### [DATA]
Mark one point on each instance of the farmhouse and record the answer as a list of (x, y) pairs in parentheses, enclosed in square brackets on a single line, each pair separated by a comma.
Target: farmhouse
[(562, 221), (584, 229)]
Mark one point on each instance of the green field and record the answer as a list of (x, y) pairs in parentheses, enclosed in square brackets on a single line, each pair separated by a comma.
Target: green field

### [HOW TO COMPLETE THIS TASK]
Quote all of the entries exactly as they appear.

### [ANSWER SECTION]
Mark one point on each instance of the farmhouse and record the answer as a list of (x, y) pairs in parentheses, enclosed in square brackets on a single line, each pair separated by a comma.
Target: farmhouse
[(562, 221), (584, 229)]
Mark one point on each instance of the green field and record the answer as a list of (x, y) pairs in parentheses, enclosed in square brackets on a single line, each pair separated by a comma.
Target: green field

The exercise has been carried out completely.